• **WHAT NEEDS TO BE DONE**
Output only the lines that run from the line holding "crane in this photo." to the end of the entries, both ends included, and skip the pictures.

• **STORED ROWS**
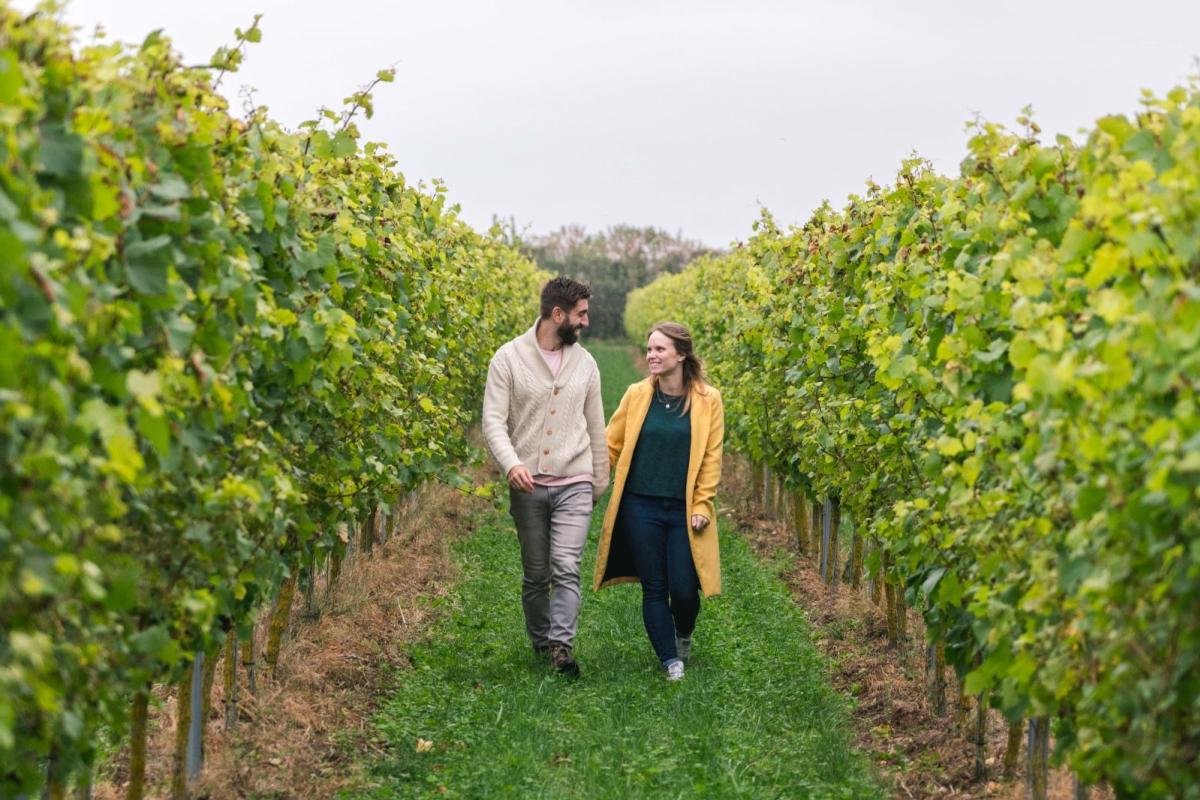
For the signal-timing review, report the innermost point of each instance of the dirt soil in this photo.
(306, 731)
(918, 752)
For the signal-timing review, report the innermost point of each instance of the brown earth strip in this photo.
(921, 753)
(305, 732)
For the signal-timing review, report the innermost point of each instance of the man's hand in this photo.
(520, 479)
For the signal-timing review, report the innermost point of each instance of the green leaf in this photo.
(147, 263)
(156, 429)
(145, 386)
(11, 79)
(61, 154)
(343, 145)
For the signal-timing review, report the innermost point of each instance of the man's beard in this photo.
(568, 334)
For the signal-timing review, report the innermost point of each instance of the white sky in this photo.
(685, 115)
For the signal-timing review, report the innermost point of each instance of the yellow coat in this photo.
(613, 564)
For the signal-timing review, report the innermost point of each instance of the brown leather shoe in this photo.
(562, 660)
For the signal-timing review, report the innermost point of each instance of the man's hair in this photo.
(562, 293)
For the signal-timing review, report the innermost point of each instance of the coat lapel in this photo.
(700, 423)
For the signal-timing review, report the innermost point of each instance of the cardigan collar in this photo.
(531, 353)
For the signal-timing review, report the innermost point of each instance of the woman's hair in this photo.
(693, 367)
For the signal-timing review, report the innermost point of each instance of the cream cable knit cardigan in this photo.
(552, 425)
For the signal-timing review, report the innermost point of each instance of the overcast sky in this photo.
(684, 115)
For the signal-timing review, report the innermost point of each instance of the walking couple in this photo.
(544, 425)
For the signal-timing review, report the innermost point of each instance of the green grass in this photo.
(617, 371)
(754, 716)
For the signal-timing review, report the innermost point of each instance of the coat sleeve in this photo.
(616, 431)
(593, 411)
(497, 394)
(709, 474)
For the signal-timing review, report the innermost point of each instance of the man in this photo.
(544, 425)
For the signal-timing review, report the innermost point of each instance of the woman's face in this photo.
(660, 354)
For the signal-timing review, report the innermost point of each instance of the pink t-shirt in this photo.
(553, 360)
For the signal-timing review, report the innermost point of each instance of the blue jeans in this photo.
(657, 533)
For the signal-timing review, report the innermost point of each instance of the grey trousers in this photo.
(552, 525)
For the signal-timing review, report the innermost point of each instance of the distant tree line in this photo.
(613, 263)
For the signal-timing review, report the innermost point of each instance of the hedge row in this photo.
(996, 374)
(219, 338)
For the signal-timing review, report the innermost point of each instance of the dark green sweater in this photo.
(660, 459)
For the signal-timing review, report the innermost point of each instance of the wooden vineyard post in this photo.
(756, 482)
(768, 506)
(210, 673)
(55, 787)
(138, 746)
(247, 660)
(231, 681)
(833, 577)
(1013, 749)
(1038, 777)
(310, 572)
(366, 535)
(280, 621)
(780, 499)
(196, 719)
(981, 738)
(802, 522)
(937, 685)
(183, 726)
(826, 525)
(856, 559)
(875, 587)
(889, 595)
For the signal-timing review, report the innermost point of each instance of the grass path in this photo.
(478, 716)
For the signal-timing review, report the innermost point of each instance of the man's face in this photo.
(573, 322)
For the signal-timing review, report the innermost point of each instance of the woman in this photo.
(665, 440)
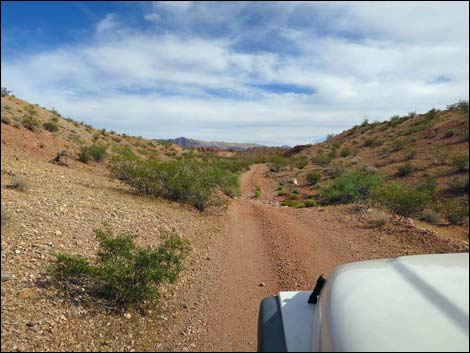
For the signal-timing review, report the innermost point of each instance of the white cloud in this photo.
(176, 82)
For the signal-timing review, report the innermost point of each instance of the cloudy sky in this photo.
(272, 73)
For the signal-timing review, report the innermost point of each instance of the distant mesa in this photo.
(211, 145)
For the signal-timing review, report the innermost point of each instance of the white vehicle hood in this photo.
(412, 303)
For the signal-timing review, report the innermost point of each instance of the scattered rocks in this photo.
(7, 277)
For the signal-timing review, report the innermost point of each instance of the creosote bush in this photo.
(51, 126)
(188, 180)
(4, 219)
(124, 273)
(257, 192)
(457, 186)
(313, 177)
(345, 151)
(401, 199)
(429, 216)
(350, 187)
(96, 151)
(18, 183)
(460, 163)
(456, 211)
(404, 170)
(30, 122)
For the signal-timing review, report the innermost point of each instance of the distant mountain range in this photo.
(192, 143)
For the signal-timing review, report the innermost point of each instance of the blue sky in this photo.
(267, 72)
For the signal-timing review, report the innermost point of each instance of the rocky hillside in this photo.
(230, 146)
(52, 206)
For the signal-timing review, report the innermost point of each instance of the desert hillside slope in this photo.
(57, 189)
(50, 207)
(423, 153)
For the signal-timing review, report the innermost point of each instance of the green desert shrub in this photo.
(30, 122)
(96, 151)
(399, 144)
(281, 193)
(410, 153)
(345, 151)
(4, 219)
(278, 163)
(457, 186)
(370, 143)
(460, 163)
(449, 133)
(300, 162)
(5, 92)
(50, 126)
(310, 203)
(18, 183)
(428, 186)
(122, 272)
(401, 199)
(429, 216)
(191, 181)
(322, 159)
(313, 178)
(354, 186)
(376, 218)
(456, 211)
(257, 192)
(231, 185)
(404, 170)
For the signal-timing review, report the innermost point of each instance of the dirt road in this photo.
(266, 250)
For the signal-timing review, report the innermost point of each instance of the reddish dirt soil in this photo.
(266, 248)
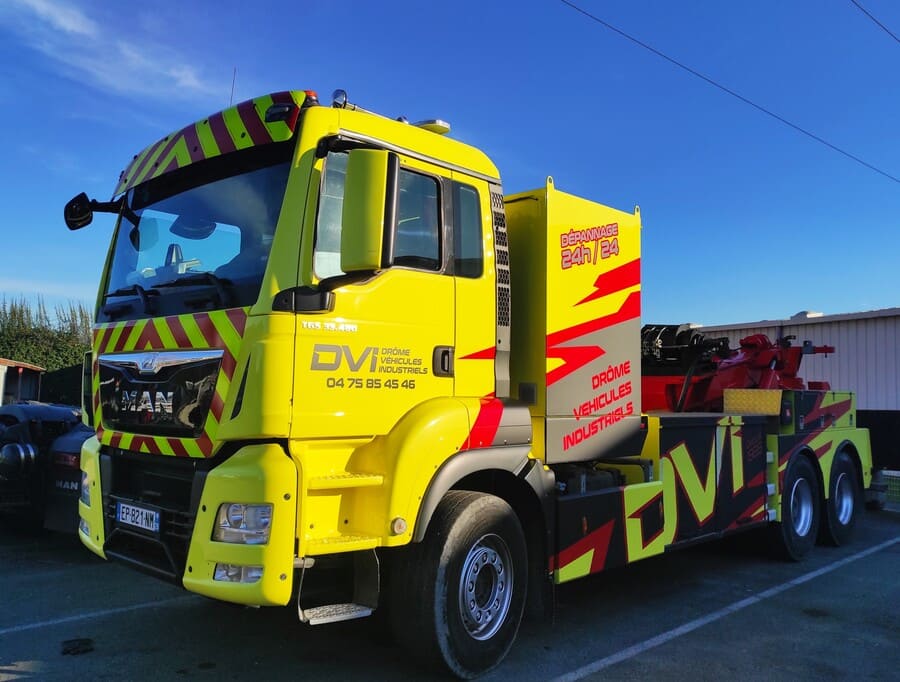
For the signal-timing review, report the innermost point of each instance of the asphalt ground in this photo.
(727, 610)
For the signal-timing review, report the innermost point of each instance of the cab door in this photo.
(387, 345)
(474, 277)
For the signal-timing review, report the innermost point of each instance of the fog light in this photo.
(85, 490)
(243, 524)
(234, 573)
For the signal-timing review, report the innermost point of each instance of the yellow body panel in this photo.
(93, 514)
(256, 474)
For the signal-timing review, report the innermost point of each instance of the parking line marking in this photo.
(92, 614)
(690, 626)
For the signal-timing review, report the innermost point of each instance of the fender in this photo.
(513, 459)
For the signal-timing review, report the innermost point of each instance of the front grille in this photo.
(170, 486)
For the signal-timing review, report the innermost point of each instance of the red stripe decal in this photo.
(192, 140)
(238, 318)
(576, 357)
(486, 424)
(618, 279)
(216, 407)
(178, 333)
(486, 354)
(170, 145)
(228, 364)
(173, 165)
(597, 540)
(205, 445)
(149, 338)
(104, 340)
(177, 447)
(208, 329)
(221, 134)
(250, 118)
(123, 337)
(287, 98)
(132, 173)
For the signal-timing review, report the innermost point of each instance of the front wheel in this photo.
(796, 534)
(844, 500)
(459, 596)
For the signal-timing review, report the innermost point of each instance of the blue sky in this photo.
(744, 219)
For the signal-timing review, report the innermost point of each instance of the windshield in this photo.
(196, 239)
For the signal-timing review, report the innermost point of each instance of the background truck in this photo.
(333, 363)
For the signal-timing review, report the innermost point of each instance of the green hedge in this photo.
(28, 333)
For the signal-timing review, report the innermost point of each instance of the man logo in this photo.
(149, 364)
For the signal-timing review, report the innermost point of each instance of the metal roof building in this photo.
(866, 361)
(867, 351)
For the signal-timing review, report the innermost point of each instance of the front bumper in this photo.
(183, 549)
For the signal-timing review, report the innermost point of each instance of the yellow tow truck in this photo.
(332, 363)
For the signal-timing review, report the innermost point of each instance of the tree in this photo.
(29, 334)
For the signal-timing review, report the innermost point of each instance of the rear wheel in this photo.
(457, 600)
(844, 500)
(796, 534)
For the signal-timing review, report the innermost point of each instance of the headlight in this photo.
(245, 524)
(233, 573)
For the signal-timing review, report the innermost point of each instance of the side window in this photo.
(467, 247)
(327, 253)
(417, 242)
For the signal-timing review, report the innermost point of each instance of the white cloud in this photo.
(61, 16)
(13, 288)
(84, 51)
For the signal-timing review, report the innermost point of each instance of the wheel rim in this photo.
(843, 499)
(801, 507)
(486, 587)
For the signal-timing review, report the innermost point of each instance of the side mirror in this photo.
(78, 212)
(366, 212)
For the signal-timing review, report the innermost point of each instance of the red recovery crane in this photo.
(686, 371)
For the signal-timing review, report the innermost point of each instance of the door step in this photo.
(344, 480)
(333, 613)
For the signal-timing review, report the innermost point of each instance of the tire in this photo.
(844, 502)
(457, 598)
(796, 534)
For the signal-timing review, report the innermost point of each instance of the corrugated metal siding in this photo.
(866, 360)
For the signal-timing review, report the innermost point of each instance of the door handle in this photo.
(442, 361)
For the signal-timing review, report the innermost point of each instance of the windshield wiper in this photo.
(203, 278)
(141, 292)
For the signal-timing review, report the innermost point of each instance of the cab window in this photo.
(417, 242)
(468, 258)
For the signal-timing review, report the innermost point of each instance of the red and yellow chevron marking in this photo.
(236, 128)
(484, 430)
(588, 555)
(220, 329)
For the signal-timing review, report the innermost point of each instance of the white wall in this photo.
(867, 351)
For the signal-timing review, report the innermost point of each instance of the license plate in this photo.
(145, 519)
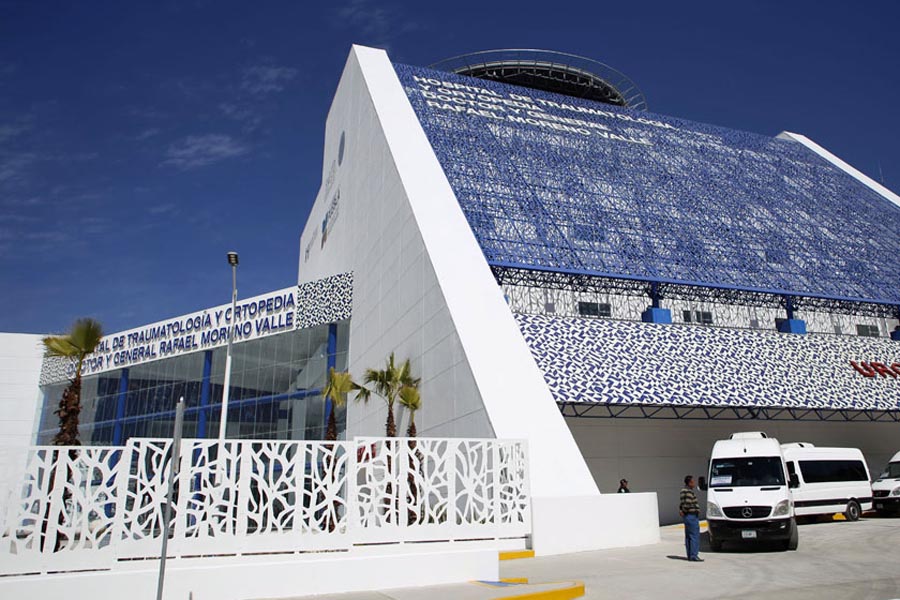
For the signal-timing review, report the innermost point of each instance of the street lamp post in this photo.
(223, 423)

• **ANSWER**
For the signal-timing review, report the innermost point of each instance of the red recovery crane in this photo.
(686, 371)
For the signal-timing review, report the innermost point of each instance of the door step in this photo.
(344, 480)
(333, 613)
For the signal-timing review, report the innermost point of each instance of the tire in this photo.
(844, 502)
(457, 598)
(796, 534)
For the signal-timing review, report the innermost point of each instance of the corrugated metal siding in this photo.
(866, 360)
For the signal-timing review, report the innermost point of each instance of the door handle in this photo.
(442, 361)
For the signal-timing review, report the innermost point of each instance of the windshield wiper in this photo.
(203, 278)
(141, 292)
For the signal-timing review, report the innermost point of each instance of the cab window in this photo.
(417, 242)
(468, 258)
For the signal-timing review, report the innermost point of each instance of the red and yellow chevron marking in this photo.
(236, 128)
(484, 430)
(588, 555)
(220, 329)
For the signal-timing review, report the innermost point of each instance of the white wall in this photo.
(867, 351)
For the signal-timing review, report the innermost point of each instance of the license plate in this photo.
(145, 519)
For the signal-timing review, report the innermost point of each instance of the street lamp post in this photo.
(223, 423)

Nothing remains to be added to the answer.